Task directions: Pull out every line of the data below that contains the string "woman". Case counts, so match capitalization precisely.

Given information:
↓
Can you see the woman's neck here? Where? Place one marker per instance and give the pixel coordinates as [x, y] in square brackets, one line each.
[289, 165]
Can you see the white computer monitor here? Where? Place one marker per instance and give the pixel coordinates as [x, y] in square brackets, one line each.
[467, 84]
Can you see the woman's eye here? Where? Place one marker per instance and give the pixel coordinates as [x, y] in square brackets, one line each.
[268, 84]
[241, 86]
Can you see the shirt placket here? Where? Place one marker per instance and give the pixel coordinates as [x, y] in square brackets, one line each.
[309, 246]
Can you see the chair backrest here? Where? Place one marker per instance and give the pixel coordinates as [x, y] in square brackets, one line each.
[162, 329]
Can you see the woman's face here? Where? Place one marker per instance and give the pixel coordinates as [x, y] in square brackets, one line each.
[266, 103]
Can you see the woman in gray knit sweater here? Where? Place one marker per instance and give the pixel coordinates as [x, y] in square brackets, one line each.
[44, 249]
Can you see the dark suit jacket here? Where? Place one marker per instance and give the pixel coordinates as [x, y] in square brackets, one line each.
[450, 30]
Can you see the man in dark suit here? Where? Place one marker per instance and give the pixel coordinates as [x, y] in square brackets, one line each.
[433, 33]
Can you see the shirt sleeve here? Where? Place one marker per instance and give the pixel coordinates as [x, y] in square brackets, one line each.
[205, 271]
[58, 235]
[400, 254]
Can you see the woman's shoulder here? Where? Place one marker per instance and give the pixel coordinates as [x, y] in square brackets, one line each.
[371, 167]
↑
↓
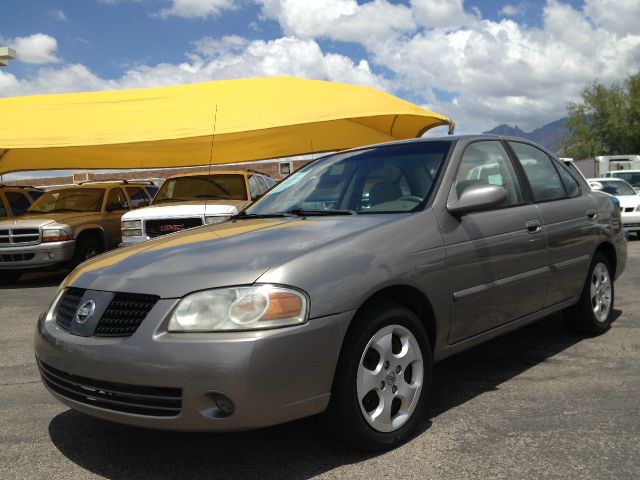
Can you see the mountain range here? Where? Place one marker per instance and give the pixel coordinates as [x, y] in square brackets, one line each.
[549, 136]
↑
Solution for this problem:
Can you see the woman's neck here? Where? Place one marker per instance and give the pixel coordinates as [x, y] in square brackets, one line each.
Can you see the woman's eye here? Where? Place one marker per instance and give the pixel coordinates as [x, y] in square brackets, one line each.
Can you see the woman's face here? Where? Place one marker per instance and give the pixel coordinates as [x, y] in square brackets, one line each.
Can you see the woman in gray knit sweater here? Where? Place one marker per instance and give the pixel coordinates as [x, y] in square brackets, one line each.
Can you see the woman's shoulder here? Where? Place one marker per instance and give the pixel coordinates as [x, y] in square brackets, one line each.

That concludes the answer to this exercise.